» **STATED PROBLEM**:
Please gather every line of the records that contains the string "denim" and copy each one.

» **INPUT ROWS**:
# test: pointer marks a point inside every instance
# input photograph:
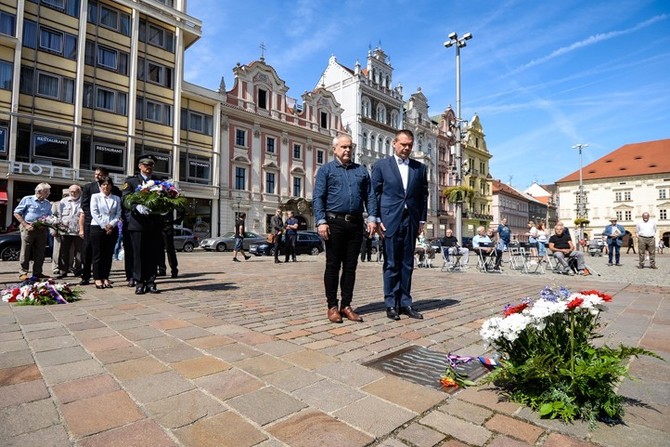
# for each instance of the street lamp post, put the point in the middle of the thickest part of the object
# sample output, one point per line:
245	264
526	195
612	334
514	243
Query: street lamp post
582	212
459	43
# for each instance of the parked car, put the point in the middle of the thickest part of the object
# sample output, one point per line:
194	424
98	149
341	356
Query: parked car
10	246
308	242
227	241
185	240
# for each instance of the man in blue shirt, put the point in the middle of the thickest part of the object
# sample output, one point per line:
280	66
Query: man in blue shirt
33	238
342	193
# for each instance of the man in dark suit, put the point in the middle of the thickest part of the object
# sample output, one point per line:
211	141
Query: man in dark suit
85	221
401	187
145	230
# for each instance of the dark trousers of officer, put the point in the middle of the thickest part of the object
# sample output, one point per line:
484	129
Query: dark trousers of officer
128	258
168	247
146	251
342	250
289	246
86	252
277	245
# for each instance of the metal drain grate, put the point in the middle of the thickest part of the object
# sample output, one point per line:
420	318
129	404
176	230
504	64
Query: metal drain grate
422	366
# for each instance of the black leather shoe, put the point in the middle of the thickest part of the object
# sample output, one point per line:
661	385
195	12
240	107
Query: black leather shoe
410	312
392	313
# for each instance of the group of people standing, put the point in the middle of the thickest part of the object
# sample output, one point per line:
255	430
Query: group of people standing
85	225
395	198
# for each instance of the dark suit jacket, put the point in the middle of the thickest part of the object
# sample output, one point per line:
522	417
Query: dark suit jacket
393	199
134	220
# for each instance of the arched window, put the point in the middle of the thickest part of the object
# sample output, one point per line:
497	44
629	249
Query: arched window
381	113
394	119
366	108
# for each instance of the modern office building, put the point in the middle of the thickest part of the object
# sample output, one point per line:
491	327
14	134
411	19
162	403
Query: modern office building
97	83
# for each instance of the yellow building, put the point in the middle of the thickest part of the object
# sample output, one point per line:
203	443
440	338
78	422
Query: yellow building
98	83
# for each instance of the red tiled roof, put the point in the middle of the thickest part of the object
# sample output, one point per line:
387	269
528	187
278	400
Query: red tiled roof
648	158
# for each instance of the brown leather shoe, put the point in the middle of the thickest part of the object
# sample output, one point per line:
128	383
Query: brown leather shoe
334	315
349	313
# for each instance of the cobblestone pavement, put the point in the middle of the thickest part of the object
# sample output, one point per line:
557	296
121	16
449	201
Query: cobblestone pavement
241	354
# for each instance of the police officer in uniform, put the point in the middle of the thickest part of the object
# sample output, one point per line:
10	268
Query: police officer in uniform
145	230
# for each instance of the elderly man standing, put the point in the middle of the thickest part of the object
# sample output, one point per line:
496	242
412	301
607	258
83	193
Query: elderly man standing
69	210
33	238
646	239
561	245
342	193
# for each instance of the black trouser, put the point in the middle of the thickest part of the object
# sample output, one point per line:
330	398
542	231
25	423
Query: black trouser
289	246
146	250
277	245
366	249
102	249
342	250
86	252
168	246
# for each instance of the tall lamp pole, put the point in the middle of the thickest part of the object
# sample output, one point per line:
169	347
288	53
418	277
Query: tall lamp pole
459	43
581	197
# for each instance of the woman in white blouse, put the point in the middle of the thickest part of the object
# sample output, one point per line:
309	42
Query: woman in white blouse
105	213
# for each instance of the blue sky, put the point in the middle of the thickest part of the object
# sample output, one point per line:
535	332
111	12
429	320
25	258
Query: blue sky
542	75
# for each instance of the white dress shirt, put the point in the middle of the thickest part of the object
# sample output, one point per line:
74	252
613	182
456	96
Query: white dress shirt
105	210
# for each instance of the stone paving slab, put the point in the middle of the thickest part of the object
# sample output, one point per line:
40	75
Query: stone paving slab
210	361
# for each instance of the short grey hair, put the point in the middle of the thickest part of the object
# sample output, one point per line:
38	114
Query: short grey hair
337	138
42	187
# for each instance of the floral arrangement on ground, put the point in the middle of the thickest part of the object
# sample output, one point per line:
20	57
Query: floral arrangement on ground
33	291
159	196
548	360
51	222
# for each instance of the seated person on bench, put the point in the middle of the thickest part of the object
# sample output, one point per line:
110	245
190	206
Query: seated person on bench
425	251
562	247
483	244
450	244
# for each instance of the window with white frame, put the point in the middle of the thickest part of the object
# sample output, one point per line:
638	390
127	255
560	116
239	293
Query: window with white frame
297	186
6	75
240	137
270	144
105	99
270	182
240	178
381	113
7	23
297	151
262	100
366	107
394	119
196	122
155	111
155	73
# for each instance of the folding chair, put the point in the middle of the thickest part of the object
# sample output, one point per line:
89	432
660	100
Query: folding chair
486	261
451	261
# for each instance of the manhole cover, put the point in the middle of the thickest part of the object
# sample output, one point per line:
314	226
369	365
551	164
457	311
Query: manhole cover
423	366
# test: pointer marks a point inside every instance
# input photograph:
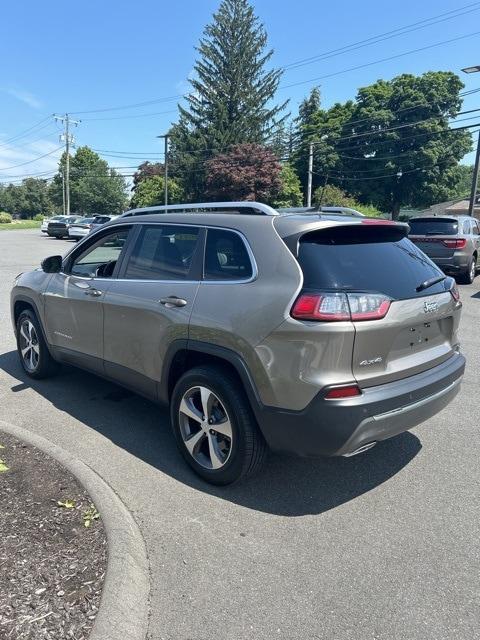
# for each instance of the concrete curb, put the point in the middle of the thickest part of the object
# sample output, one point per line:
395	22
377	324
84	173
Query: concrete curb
124	606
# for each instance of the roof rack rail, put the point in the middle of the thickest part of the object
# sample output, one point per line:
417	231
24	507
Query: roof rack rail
243	208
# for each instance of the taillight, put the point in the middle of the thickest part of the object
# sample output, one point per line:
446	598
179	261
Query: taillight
335	307
458	243
347	391
321	306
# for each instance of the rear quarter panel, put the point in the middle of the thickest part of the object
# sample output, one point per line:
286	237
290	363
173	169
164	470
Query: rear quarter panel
239	316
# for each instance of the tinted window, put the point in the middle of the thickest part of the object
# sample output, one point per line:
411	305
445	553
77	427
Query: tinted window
162	253
433	227
100	258
226	257
365	259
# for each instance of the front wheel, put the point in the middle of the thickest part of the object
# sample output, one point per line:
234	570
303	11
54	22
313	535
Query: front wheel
32	348
214	426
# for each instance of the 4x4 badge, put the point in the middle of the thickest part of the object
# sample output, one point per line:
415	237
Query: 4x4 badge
430	307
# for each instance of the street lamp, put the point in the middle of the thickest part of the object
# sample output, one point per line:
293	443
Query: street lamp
473	192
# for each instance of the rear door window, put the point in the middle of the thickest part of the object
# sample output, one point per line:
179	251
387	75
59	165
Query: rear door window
374	259
433	227
162	252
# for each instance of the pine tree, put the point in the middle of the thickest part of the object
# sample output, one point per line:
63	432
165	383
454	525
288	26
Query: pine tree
232	92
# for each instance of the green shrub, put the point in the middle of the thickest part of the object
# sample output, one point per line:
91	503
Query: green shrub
5	217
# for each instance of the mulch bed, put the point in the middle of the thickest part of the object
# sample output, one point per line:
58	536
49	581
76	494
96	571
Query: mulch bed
52	566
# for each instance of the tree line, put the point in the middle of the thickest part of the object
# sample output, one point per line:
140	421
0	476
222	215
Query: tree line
392	145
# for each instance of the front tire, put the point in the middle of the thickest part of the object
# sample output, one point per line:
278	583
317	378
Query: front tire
32	348
214	426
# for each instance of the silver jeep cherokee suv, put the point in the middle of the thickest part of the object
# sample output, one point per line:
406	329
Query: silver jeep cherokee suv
312	334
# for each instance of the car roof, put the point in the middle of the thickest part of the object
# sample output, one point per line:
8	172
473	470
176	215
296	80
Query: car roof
285	225
431	218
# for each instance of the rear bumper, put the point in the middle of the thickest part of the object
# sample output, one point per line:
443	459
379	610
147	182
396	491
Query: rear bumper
333	428
57	233
77	234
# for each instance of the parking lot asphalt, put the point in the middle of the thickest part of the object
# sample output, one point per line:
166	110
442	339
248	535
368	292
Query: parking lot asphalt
380	546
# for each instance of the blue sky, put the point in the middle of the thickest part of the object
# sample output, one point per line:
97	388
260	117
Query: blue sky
85	56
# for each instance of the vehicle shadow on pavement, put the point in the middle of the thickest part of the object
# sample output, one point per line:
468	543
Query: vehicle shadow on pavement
287	486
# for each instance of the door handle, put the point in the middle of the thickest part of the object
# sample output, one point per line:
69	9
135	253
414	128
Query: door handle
93	292
173	301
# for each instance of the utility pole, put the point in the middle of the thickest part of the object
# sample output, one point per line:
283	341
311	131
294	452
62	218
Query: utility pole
473	193
166	137
310	168
68	138
310	175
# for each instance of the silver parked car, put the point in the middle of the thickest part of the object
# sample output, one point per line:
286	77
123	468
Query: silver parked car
46	221
82	228
59	228
309	334
452	242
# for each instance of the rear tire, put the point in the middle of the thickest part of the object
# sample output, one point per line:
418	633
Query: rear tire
468	276
214	426
32	348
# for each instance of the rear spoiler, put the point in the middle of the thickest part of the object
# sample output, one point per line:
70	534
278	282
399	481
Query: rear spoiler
353	231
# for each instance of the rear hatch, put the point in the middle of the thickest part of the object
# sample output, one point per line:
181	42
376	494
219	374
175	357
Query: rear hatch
404	321
437	237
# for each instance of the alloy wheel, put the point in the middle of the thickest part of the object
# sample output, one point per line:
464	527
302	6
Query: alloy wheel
205	427
29	346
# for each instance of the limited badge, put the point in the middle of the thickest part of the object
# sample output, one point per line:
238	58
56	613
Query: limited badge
430	307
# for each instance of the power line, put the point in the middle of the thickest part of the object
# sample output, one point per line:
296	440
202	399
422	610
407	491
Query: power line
6	143
129	106
140	115
415	26
14	166
374	62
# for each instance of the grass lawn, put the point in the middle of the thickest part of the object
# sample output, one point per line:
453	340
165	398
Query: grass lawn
19	224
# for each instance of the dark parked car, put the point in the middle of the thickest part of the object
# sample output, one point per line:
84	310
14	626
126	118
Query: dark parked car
59	228
451	242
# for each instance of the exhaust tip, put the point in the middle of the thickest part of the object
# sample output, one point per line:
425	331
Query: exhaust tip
361	449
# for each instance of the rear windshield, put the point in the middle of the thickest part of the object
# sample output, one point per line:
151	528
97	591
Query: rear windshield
366	259
433	227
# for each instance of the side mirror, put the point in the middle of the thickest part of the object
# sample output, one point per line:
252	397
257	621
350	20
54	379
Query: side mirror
52	264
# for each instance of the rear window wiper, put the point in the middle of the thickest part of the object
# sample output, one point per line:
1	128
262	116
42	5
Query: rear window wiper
429	283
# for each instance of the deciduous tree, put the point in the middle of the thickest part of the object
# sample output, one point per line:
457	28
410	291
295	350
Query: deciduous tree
247	172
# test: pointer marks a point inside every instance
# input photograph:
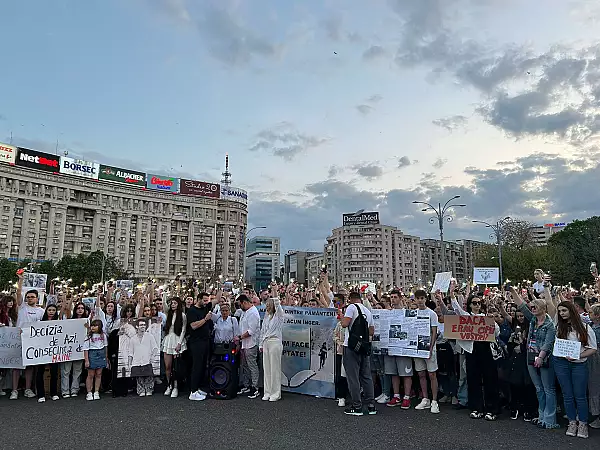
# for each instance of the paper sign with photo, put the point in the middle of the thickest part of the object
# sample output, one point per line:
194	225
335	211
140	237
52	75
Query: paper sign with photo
442	281
563	348
486	275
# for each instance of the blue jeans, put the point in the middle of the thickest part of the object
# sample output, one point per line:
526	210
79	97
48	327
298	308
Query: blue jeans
573	379
543	380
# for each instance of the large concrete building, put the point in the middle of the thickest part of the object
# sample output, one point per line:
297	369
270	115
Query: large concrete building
263	255
365	250
52	207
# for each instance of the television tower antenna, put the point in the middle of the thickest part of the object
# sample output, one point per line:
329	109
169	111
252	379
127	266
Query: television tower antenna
226	180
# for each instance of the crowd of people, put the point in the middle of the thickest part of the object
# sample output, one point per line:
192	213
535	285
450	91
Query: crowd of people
518	373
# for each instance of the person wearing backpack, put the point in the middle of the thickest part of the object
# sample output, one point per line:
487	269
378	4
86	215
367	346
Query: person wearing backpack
357	349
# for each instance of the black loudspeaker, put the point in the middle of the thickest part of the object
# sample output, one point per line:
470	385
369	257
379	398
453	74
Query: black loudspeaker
223	372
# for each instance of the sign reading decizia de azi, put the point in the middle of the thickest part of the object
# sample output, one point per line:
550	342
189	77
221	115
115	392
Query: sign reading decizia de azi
365	218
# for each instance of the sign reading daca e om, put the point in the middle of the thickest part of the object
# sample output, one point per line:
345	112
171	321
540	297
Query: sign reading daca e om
469	328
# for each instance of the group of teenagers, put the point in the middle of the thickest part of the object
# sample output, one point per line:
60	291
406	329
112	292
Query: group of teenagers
518	372
191	326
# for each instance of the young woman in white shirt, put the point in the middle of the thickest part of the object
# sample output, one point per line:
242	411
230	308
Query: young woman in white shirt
271	346
174	342
572	374
95	357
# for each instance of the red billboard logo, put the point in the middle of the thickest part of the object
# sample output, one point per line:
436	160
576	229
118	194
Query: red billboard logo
160	182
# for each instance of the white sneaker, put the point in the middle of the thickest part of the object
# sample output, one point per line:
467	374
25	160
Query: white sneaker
383	400
197	396
425	404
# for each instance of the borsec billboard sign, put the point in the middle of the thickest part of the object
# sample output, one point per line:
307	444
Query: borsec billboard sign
79	167
365	218
37	160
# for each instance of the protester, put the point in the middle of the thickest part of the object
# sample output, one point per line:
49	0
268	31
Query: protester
174	343
572	374
250	334
271	346
359	321
51	313
95	357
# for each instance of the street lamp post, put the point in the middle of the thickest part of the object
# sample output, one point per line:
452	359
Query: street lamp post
442	213
246	244
497	230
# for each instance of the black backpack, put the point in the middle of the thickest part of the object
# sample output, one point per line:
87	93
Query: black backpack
358	339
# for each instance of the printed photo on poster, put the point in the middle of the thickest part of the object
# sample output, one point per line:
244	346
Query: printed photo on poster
139	348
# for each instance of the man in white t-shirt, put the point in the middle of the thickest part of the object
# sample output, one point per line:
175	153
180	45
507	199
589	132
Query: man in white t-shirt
428	366
29	312
358	365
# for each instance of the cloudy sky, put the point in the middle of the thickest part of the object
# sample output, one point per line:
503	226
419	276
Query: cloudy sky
325	106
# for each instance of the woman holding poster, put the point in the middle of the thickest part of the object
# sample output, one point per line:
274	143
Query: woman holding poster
271	345
572	373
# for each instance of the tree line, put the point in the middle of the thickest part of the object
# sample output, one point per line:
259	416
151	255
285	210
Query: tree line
567	256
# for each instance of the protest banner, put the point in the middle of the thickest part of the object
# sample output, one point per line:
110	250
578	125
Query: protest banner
53	341
442	281
401	332
486	275
308	359
564	348
10	348
35	281
139	347
470	328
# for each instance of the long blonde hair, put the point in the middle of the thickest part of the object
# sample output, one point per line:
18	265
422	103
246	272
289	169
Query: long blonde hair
270	307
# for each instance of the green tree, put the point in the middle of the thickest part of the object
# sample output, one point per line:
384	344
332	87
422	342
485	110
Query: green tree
573	249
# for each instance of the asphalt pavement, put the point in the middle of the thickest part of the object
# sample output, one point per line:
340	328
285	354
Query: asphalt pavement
296	422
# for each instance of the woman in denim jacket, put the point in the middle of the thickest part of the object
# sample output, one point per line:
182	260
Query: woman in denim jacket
540	342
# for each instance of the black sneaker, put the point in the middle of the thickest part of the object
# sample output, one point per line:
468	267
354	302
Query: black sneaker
353	411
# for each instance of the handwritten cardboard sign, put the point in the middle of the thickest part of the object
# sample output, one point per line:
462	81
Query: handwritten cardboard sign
53	341
469	328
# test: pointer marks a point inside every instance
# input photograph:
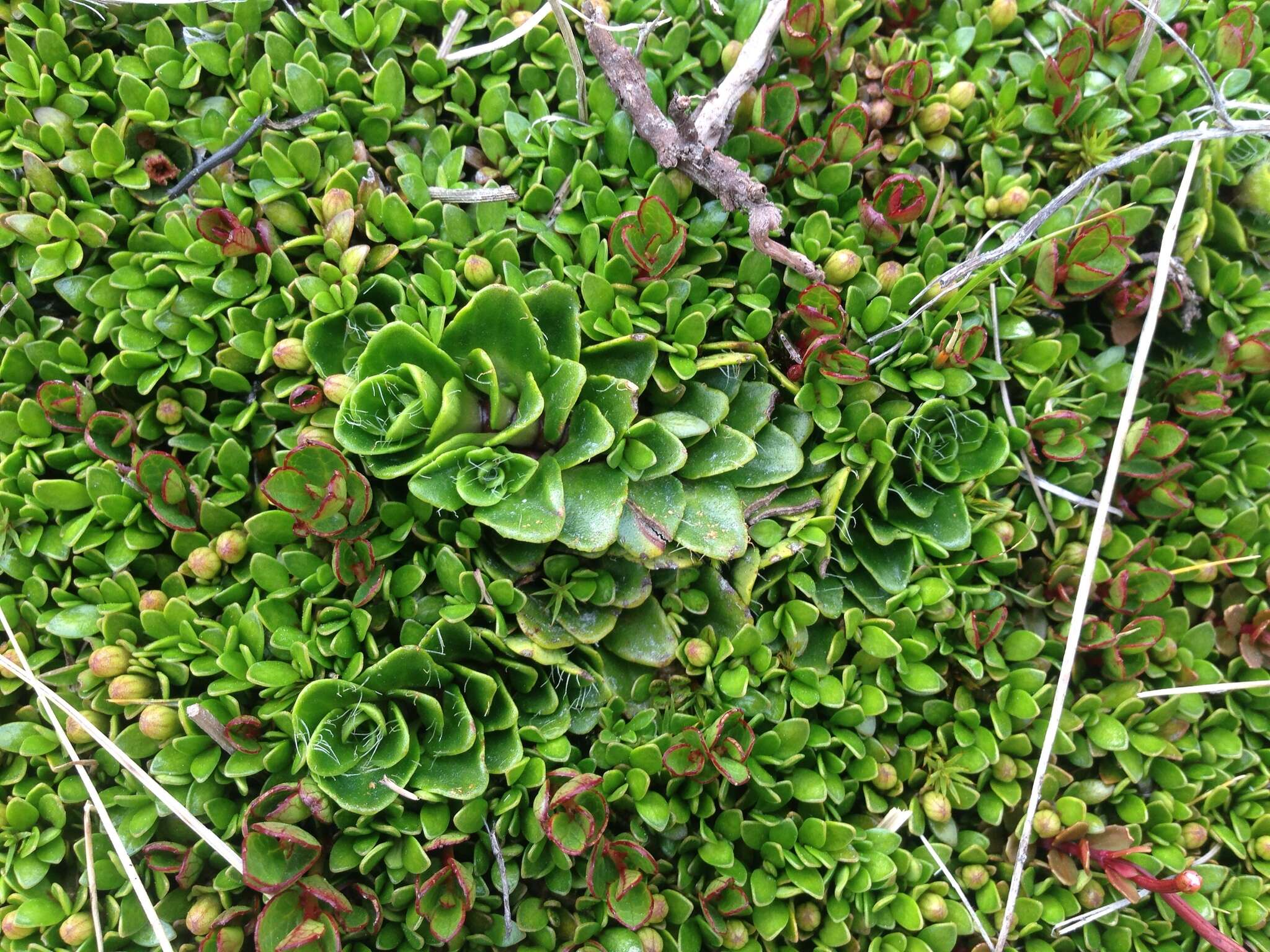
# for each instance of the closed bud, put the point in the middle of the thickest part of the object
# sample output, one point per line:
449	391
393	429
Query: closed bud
1261	848
734	935
11	928
933	907
842	266
1091	896
340	229
338	386
808	917
974	876
231	546
229	938
478	272
205	564
962	94
353	258
889	273
698	653
159	723
1015	202
288	355
202	913
335	202
130	687
153	601
110	662
682	184
1002	13
75	731
1194	835
936	806
887	777
1047	824
168	412
934	118
660	909
76	930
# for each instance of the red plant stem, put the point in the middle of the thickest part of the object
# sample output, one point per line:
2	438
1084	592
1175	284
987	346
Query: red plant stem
1170	890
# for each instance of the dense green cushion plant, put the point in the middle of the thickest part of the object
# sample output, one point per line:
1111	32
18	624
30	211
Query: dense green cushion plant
564	573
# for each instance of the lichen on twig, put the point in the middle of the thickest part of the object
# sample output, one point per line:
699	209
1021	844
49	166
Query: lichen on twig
676	144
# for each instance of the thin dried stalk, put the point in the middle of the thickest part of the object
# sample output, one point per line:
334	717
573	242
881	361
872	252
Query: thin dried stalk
94	906
1096	532
211	725
959	273
504	41
27	673
146	781
714	117
1207	689
1010	415
676	145
571	43
957	888
474	196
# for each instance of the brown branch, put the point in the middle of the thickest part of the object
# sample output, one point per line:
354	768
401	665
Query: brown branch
719	174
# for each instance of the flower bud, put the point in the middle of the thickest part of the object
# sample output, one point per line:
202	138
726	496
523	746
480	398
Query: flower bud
887	777
698	653
1091	896
288	355
660	909
338	386
1047	824
1194	835
973	876
229	938
205	564
933	907
1261	848
159	723
478	272
76	930
11	928
335	202
1002	13
962	94
110	662
153	601
168	412
936	806
842	266
231	546
340	229
734	935
934	118
130	687
1015	202
808	917
1005	770
75	731
682	184
888	273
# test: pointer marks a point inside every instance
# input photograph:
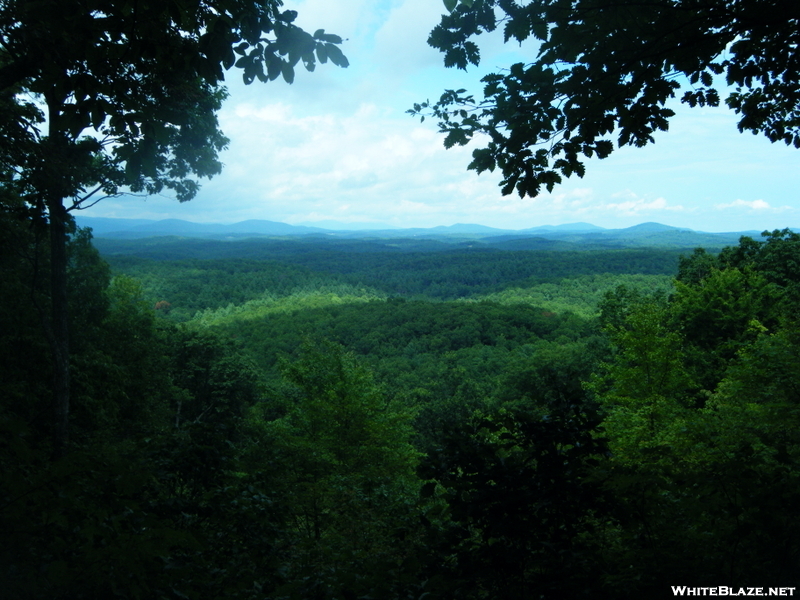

» **SOLUTION BELOW**:
# for each instance of the woman in denim jacket, put the point in the middle of the thickest part of the object
Query: woman in denim jacket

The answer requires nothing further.